_PASSAGE TO READ_.
START

Kathryn Ullrich began her career in tech management in the mid-1980s. After graduating cum laude in electrical engineering from the University of Michigan, she and a friend, a man, were hired at the same company in California. Her role was to manage the daily service people, while he was put on special projects to work on proposals with other managers. Years later, Ullrich worked in strategy consulting and was passed over for a promotion by an underperforming male colleague. She moved on to software marketing, where she was a product manager doing the same amount of work as a general manager.
Throughout the continuous setbacks she experienced, Ullrich learned she shared a similarity with other women engineers: they all had a close family member as their first mentor. Ullrich remembered the conversations she had with her father about applying the theories she had learned in school to the practical work environment. He taught her to identify color codes on resistors by sharing a few songs engineers used as mnemonics.
“You needed to have a role model,” Ullrich says. “At the time, all the role models were men. So it had to be somebody who was close to the family, so we could figure out it’s OK to go into engineering. We had the support of fathers, uncles, and brothers, so it wasn’t foreign to us.” Today, Ullrich is a technology partner at Odgers Berndtson, an executive search firm, where she helps tech companies with diversity recruitment at the VP and C-suite level.
While there has been ongoing support for women in computing in recent years, the percentage of women majoring in computer science in the US peaked at 37% in 1984 before plummeting, according to a 2016 report by the National Center for Women & Information Technology (NCWIT). The report also found that the percentage of women who held computing-based jobs has been in a steady decline since its height at 36% in 1991. And in a 2019 fact sheet, the NCWIT found that only 26% of professional computing occupations in the US that year were held by women.
Since the 1940s, the US has been among the world’s leaders in computing, yet today, the gender disparity between computing professionals in the country remains greater than it was in the 1980s. Through cultural, economic, and policy decisions in the US, that decade seemed to have brought the gender biases of generations past to a peak, shaping a developing industry and casting a shadow over women in computing today.

END

_LISTED RECORDS_.
START

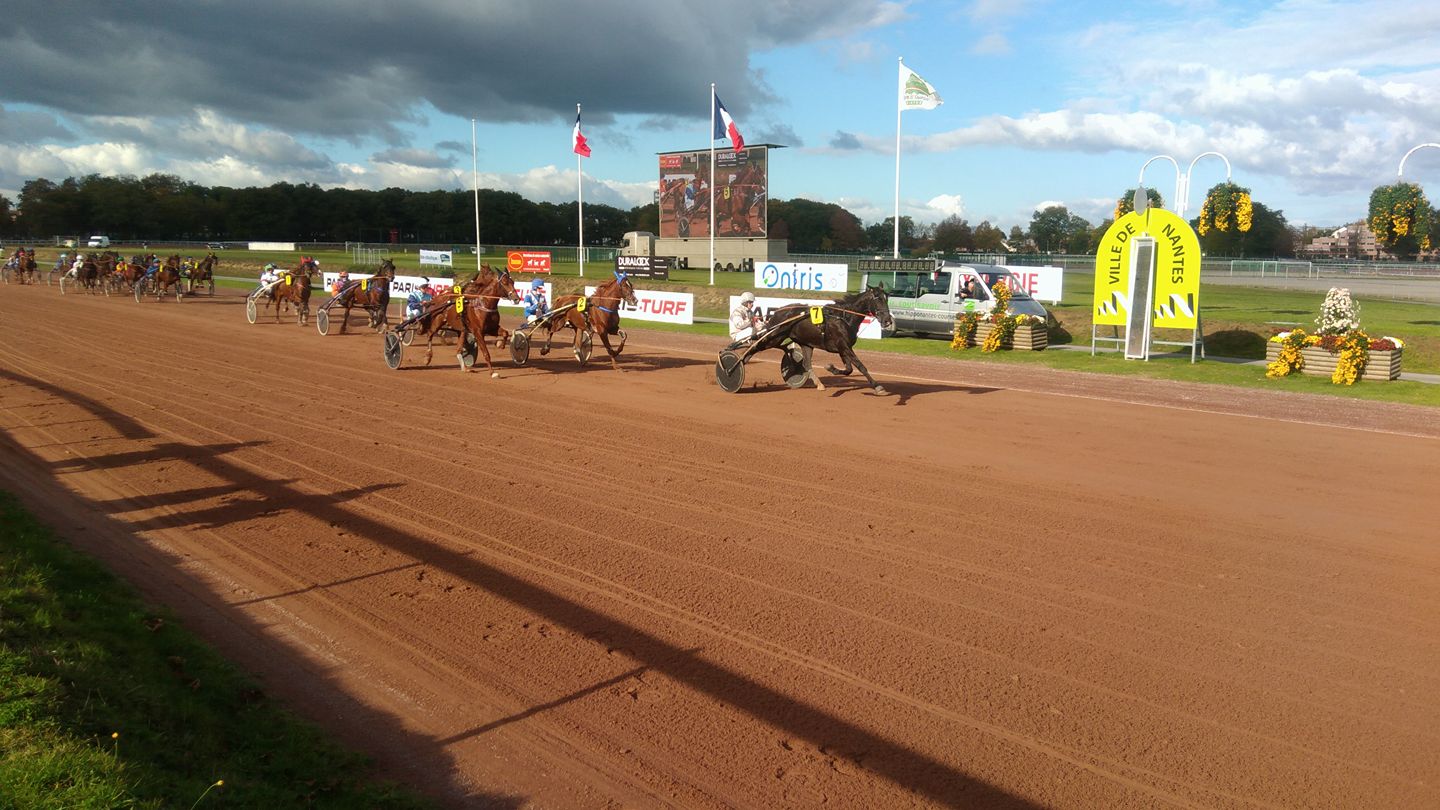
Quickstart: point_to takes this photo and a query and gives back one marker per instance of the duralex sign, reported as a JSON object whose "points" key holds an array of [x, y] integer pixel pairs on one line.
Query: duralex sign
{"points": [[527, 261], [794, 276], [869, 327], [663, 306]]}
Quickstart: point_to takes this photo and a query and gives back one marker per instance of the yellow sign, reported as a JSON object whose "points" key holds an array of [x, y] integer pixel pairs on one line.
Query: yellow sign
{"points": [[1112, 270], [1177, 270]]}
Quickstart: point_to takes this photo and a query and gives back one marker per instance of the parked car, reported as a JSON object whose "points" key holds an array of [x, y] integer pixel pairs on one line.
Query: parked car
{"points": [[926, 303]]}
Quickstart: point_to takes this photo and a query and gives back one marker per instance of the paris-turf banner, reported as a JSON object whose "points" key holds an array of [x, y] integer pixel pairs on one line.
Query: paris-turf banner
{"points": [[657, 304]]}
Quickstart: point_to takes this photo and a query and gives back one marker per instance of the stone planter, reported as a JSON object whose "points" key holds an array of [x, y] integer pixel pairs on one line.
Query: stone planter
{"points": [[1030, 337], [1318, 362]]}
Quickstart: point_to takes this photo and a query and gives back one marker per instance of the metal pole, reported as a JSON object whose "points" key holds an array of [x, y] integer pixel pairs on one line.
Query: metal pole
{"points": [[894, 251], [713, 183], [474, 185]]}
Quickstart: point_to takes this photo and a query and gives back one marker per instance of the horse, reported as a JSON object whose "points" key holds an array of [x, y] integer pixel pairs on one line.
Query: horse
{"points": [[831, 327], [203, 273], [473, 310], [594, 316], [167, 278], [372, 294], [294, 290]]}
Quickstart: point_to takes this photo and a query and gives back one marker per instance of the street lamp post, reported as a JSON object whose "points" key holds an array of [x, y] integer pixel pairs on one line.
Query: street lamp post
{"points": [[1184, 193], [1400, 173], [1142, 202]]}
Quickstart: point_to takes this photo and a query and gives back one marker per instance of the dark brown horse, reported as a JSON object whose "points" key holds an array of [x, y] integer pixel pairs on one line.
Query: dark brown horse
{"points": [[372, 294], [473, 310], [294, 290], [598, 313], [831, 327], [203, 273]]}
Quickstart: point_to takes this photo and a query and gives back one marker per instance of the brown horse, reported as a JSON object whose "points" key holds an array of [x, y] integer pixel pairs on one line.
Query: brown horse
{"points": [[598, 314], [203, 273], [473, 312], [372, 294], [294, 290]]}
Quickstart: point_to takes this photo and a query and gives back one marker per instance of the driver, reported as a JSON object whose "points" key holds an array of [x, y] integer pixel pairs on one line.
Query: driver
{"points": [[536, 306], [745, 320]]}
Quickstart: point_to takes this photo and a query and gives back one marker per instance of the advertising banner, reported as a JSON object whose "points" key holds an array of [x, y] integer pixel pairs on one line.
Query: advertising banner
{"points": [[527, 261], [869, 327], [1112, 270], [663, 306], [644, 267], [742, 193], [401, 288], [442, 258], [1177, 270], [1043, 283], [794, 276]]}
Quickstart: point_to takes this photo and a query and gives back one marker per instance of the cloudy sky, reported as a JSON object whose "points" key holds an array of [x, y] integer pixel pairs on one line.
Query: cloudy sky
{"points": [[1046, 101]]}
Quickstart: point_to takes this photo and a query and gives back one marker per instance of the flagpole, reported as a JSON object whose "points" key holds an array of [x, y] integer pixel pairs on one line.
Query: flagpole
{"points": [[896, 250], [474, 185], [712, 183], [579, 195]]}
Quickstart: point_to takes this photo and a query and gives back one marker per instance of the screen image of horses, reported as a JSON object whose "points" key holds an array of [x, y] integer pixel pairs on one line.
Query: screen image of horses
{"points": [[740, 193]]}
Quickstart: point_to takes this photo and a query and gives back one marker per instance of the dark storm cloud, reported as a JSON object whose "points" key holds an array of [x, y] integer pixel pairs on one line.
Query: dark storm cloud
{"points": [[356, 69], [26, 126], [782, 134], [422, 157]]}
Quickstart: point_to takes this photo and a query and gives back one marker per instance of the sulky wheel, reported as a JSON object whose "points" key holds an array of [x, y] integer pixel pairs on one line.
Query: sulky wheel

END

_PROBLEM 1_.
Duplicate the passage on women in computing word for word, from "Since the 1940s, the" to "in computing today.".
_PROBLEM 2_.
Go on with the article about women in computing, starting right after its final sentence.

_EXERCISE OUTPUT 1_.
Since the 1940s, the US has been among the world’s leaders in computing, yet today, the gender disparity between computing professionals in the country remains greater than it was in the 1980s. Through cultural, economic, and policy decisions in the US, that decade seemed to have brought the gender biases of generations past to a peak, shaping a developing industry and casting a shadow over women in computing today.

_EXERCISE OUTPUT 2_.
The 1940s to 1960s: The gendering of early computing roles
Since the industry’s nascent years, societal biases have influenced the designation—and credit—of computing labor between genders. In the 1940s, the US military funded the country’s first programmable digital computer: the Electronic Numerical Integrator and Computer (ENIAC).
The project leaders assigned the prestigious work of hardware engineering to men, while underestimating the technical and analytical rigor that programming the machine would require, according to Jennifer Light’s 1999 study titled When Computers Were Women. Perceiving programming as clerical work, the project leaders recruited six women—Kathleen McNulty, Frances Bilas, Betty Jean Jennings, Betty Holberton, Ruth Lichterman, and Marlyn Wescoff—whose essential contributions were later omitted from press coverage and public demonstrations of ENIAC.
“The role of the War Department and media in shaping public discourse about the machine and its meaning is significant. Several potential opportunities for women operators to get some public attention and credit for their work never materialized,” Light writes.
Through the 1950s to the 1960s, demand for coders increased as companies adopted enterprise software programs. Programmers were hired on aptitude, often taking pattern-recognition tests and being trained on the job, and women accounted for 30-50% of computer programmers, according to research by Claire L. Evans, published in her book Broad Band: The Untold Story of the Women Who Made the Internet.
Computer programming was perceived as similar to secretarial work, but its opportunities for career advancement made it a popular career choice for women at that time. In a 1967 Cosmopolitan article titled The Computer Girls, Lois Mandel wrote that organized and detail-oriented women even had advantages over men in programming. Citing the notable computer scientist Grace Hopper, Mandel says: “You have to plan ahead and schedule everything so it’s ready when you need it. Programming requires patience and the ability to handle detail. Women are ‘naturals’ at computer programming.”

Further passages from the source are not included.